Aim of the task: Copy the items from the line with "Spot the gravel" to the line with "[[146, 153]]", putting "mark" in place of "tag" and keeping everything else the same.

Given records:
+ + + +

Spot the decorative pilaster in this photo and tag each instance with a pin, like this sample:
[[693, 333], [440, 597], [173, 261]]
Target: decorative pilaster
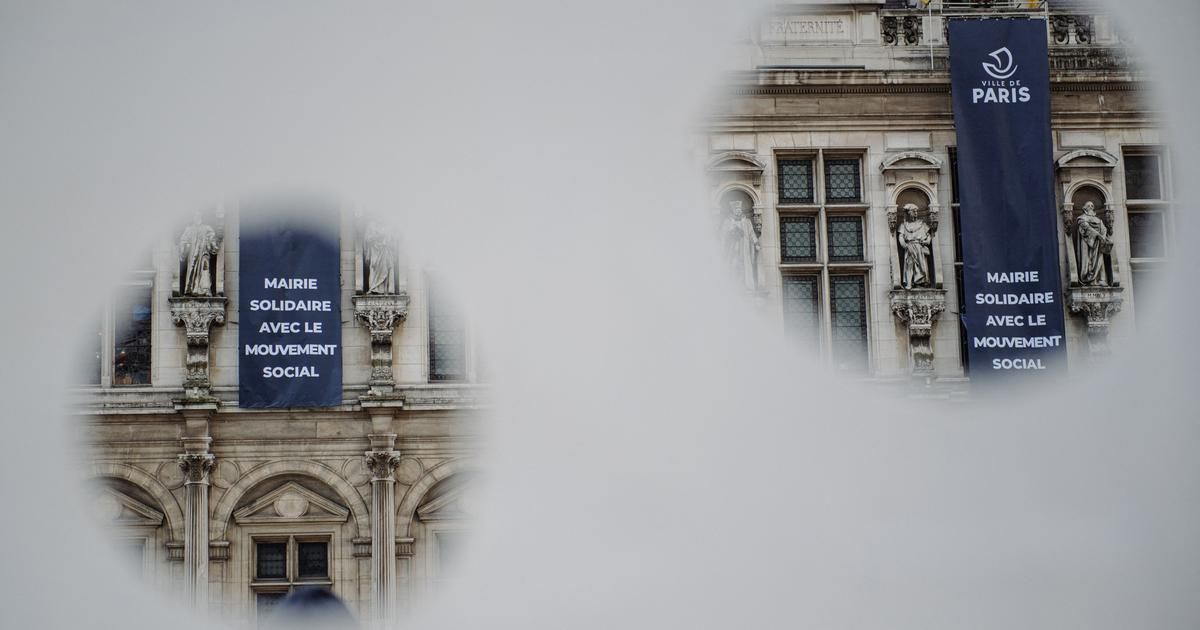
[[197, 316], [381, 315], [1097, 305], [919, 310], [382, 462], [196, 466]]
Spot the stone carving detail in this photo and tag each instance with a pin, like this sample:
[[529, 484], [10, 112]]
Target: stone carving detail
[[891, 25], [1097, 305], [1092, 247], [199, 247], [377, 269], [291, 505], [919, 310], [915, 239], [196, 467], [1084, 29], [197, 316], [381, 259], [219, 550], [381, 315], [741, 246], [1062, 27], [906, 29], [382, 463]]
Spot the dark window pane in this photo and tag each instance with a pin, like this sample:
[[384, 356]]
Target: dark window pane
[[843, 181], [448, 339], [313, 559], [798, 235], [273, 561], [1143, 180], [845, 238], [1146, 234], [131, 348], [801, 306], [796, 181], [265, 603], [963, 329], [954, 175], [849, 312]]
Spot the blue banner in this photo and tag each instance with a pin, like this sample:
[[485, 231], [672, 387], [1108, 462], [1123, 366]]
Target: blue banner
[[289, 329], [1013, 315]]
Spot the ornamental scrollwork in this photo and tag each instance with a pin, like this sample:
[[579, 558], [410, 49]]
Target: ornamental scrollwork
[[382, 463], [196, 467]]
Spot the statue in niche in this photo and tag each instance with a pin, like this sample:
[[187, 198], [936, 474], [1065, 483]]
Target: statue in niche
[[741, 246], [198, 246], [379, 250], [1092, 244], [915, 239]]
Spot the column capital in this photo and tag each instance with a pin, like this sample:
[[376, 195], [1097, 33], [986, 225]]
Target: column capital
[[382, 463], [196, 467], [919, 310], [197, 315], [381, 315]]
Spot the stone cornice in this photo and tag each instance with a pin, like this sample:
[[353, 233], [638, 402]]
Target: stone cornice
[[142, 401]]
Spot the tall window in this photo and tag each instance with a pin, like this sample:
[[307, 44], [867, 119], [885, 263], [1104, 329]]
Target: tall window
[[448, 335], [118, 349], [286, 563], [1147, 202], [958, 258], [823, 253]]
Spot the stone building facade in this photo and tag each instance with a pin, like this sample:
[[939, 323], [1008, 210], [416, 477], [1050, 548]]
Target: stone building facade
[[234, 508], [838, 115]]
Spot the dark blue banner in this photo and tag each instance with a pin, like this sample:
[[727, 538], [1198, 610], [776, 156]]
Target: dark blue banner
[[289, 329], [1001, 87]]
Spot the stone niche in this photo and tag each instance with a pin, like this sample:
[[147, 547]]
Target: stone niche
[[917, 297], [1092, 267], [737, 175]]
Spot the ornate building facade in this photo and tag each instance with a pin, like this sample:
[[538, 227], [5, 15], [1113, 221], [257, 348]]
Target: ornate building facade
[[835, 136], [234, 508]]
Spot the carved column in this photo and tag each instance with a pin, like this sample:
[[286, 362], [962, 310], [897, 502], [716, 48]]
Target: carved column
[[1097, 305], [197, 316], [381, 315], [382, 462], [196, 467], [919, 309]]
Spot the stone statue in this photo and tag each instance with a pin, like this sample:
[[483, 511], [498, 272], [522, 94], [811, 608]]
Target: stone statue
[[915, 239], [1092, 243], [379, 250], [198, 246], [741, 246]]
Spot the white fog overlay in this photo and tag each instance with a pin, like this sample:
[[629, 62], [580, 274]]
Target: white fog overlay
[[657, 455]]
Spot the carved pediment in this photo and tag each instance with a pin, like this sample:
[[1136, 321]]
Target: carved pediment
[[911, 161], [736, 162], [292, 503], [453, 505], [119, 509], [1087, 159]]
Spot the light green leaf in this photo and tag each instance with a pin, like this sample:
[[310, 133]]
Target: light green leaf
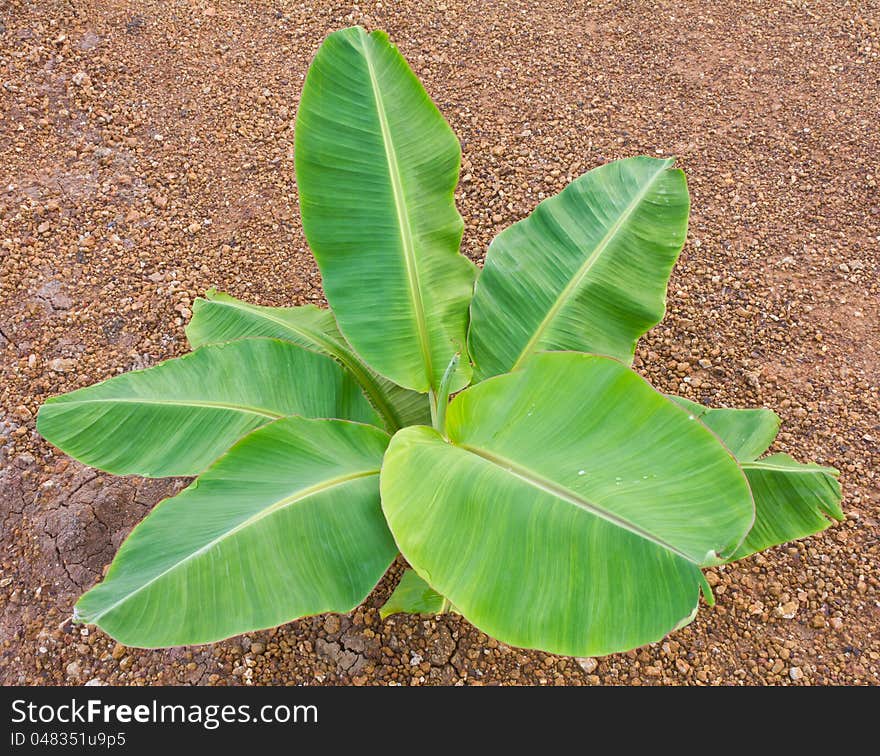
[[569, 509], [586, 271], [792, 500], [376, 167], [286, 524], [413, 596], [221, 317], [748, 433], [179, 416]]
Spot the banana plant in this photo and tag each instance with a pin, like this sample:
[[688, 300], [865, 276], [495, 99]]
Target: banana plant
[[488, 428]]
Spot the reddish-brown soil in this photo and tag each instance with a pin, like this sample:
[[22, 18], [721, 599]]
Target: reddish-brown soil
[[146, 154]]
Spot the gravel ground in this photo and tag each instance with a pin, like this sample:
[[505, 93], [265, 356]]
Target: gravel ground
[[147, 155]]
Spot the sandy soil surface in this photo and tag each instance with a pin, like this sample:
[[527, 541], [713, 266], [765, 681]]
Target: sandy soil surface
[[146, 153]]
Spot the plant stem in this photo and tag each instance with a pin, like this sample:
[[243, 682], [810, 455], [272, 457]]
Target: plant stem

+ + + +

Response to this exercise:
Spot the gravel ground in this photo and mark each instance with a pin, like this sample:
[[505, 93], [265, 356]]
Target: gravel ground
[[147, 155]]
Spot the sandy soil surface in this photo and mark each instance with a pin, like this sample:
[[527, 541], [713, 266], [765, 681]]
Target: sandy soil surface
[[146, 153]]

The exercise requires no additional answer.